Entries from a dataset:
________________
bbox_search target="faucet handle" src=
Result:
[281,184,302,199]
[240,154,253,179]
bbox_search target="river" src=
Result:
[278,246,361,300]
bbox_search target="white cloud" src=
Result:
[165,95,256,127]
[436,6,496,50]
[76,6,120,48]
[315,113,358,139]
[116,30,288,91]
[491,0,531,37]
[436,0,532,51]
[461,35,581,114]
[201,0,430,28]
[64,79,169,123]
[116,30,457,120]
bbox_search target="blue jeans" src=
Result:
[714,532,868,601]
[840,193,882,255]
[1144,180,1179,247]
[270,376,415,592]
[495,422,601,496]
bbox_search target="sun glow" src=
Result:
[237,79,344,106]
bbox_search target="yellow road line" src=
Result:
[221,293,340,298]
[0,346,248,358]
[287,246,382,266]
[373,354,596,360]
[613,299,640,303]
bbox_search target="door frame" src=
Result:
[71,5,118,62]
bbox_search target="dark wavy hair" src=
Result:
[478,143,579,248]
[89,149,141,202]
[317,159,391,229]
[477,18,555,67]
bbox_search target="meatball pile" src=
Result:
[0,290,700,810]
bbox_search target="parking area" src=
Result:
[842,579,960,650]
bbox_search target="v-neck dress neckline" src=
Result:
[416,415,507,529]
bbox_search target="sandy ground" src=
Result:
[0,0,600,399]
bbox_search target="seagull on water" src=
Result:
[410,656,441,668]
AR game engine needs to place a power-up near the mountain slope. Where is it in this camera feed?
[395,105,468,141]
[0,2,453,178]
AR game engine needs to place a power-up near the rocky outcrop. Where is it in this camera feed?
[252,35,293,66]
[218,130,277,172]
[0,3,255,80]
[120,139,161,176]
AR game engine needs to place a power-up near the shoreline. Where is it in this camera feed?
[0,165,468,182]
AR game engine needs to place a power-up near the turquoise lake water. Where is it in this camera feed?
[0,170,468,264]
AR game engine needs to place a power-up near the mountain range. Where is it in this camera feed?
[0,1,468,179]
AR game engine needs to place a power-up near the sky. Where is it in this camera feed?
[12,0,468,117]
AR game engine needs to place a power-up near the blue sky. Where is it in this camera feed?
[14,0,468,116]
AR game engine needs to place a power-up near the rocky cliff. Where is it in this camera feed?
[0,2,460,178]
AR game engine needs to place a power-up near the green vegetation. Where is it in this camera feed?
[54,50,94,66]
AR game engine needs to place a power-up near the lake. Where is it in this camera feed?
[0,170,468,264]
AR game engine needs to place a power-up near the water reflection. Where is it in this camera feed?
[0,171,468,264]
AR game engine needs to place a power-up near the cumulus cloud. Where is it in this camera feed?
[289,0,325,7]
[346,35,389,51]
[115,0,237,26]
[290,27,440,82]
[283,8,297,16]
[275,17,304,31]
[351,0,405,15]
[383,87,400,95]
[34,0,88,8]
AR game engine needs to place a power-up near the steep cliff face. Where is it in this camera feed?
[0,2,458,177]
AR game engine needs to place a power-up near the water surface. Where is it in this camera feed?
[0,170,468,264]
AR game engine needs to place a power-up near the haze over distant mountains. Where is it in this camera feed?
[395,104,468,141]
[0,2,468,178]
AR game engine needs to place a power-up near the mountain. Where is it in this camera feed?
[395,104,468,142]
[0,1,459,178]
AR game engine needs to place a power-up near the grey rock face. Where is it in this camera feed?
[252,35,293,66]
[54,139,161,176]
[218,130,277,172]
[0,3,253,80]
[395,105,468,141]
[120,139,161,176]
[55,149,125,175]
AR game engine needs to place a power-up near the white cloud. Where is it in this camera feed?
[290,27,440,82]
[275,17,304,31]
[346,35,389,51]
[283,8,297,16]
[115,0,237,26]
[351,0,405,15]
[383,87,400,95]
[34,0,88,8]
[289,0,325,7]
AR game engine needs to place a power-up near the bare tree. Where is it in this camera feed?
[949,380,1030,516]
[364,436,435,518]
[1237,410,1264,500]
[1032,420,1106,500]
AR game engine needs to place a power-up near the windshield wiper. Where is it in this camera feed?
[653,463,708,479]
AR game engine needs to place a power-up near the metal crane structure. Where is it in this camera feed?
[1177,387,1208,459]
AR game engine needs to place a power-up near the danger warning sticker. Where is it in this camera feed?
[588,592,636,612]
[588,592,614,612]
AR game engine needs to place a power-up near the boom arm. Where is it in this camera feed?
________________
What this task involves
Write out every entry verbatim.

Final result
bbox_search target="faucet handle" src=
Result:
[281,184,302,199]
[240,154,253,179]
bbox_search target="river" src=
Result:
[278,246,361,300]
bbox_search target="white cloud" src=
Result:
[165,95,256,127]
[436,6,496,50]
[76,6,120,48]
[315,113,358,139]
[116,30,288,91]
[491,0,531,37]
[436,0,532,51]
[461,35,581,114]
[201,0,430,28]
[64,79,169,123]
[116,30,457,120]
bbox_search target="blue jeans" src=
Result:
[714,532,868,601]
[840,193,882,255]
[1144,180,1179,247]
[270,376,415,592]
[495,422,601,496]
bbox_search target="sun glow" src=
Result:
[237,79,344,106]
bbox_search target="yellow road line" src=
Result:
[221,293,340,298]
[0,346,248,358]
[287,246,382,266]
[373,354,596,360]
[613,299,640,303]
bbox_search target="door frame" src=
Result:
[71,5,118,62]
bbox_search target="dark wavy hair" src=
Result:
[478,143,579,248]
[89,149,141,202]
[317,159,391,229]
[477,18,555,67]
bbox_search target="meatball pile" src=
Result:
[0,290,700,810]
bbox_search target="parking area" src=
Result:
[842,579,960,650]
bbox_search target="v-neck dress neckline" src=
Result:
[416,415,507,529]
bbox_search target="sandy ground" src=
Result:
[0,0,600,399]
bbox_search target="seagull on water" src=
Result:
[410,656,441,668]
AR game engine needs to place a power-up near the mountain slope. Where is it in this camera feed?
[395,105,468,141]
[0,2,453,178]
AR game engine needs to place a power-up near the rocky outcrop. Where is it in this camera feed?
[252,35,293,66]
[218,130,277,172]
[0,3,255,80]
[120,139,161,176]
AR game engine needs to place a power-up near the shoreline. Where is it in this camera feed?
[0,165,468,182]
AR game engine needs to place a power-up near the turquoise lake water. Where is it in this camera feed?
[0,170,468,264]
AR game engine needs to place a power-up near the mountain range. Where is it in this camera feed?
[0,1,468,179]
AR game engine needs to place a power-up near the sky. Where is it in this camera feed?
[12,0,468,117]
AR game engine needs to place a power-up near the blue sky. Where is it in this camera feed?
[14,0,468,116]
AR game engine needs to place a power-up near the rocky cliff. Where is it in this camera feed?
[0,2,460,178]
AR game engine needs to place a power-up near the green vegetation. Where is it in this camera feed?
[54,50,94,66]
AR game engine needs to place a power-up near the lake. Where is it in this camera feed?
[0,170,468,264]
AR game engine needs to place a power-up near the water reflection. Where is it in this camera feed?
[0,171,468,264]
AR game engine needs to place a power-up near the cumulus cloud. Where is it in this camera feed?
[289,0,325,7]
[346,35,389,51]
[115,0,237,26]
[290,27,440,82]
[283,8,297,16]
[275,17,304,31]
[351,0,405,15]
[383,87,400,95]
[34,0,88,8]
AR game engine needs to place a power-up near the steep cliff face. Where is it in this camera feed?
[0,2,458,177]
AR game engine needs to place a power-up near the water surface. Where is it in this camera feed?
[0,170,468,264]
AR game engine needs to place a power-up near the haze over distant mountains. Where is it in this camera feed?
[395,104,468,141]
[0,2,468,178]
AR game engine needs to place a power-up near the mountain. Where is it in this camera feed?
[395,104,468,142]
[0,1,459,178]
AR game engine needs to place a power-up near the grey rock face. Where is it in this camera feed?
[252,35,293,66]
[54,139,161,176]
[218,130,277,172]
[0,3,253,80]
[395,105,468,141]
[120,139,161,176]
[55,149,125,175]
AR game engine needs to place a power-up near the white cloud. Where is it in this camera feed?
[290,27,440,82]
[275,17,304,31]
[346,35,389,51]
[283,8,297,16]
[115,0,237,26]
[351,0,405,15]
[383,87,400,95]
[34,0,88,8]
[289,0,325,7]
AR game engine needs to place a power-up near the bare tree. Where is it in this camera feed?
[949,380,1030,516]
[364,436,435,518]
[1237,410,1264,500]
[1032,420,1106,500]
AR game engine needs to place a power-up near the windshield wiper. Where is it in this camera feed?
[653,463,708,479]
AR game engine needs to place a power-up near the metal crane structure. Where is it in this camera feed?
[1177,387,1208,459]
AR game engine needs to place a power-up near the danger warning sticker. Where is it in this camera feed?
[588,592,636,612]
[588,592,614,612]
AR game engine needs to place a power-up near the boom arm. Where is it in this camera feed?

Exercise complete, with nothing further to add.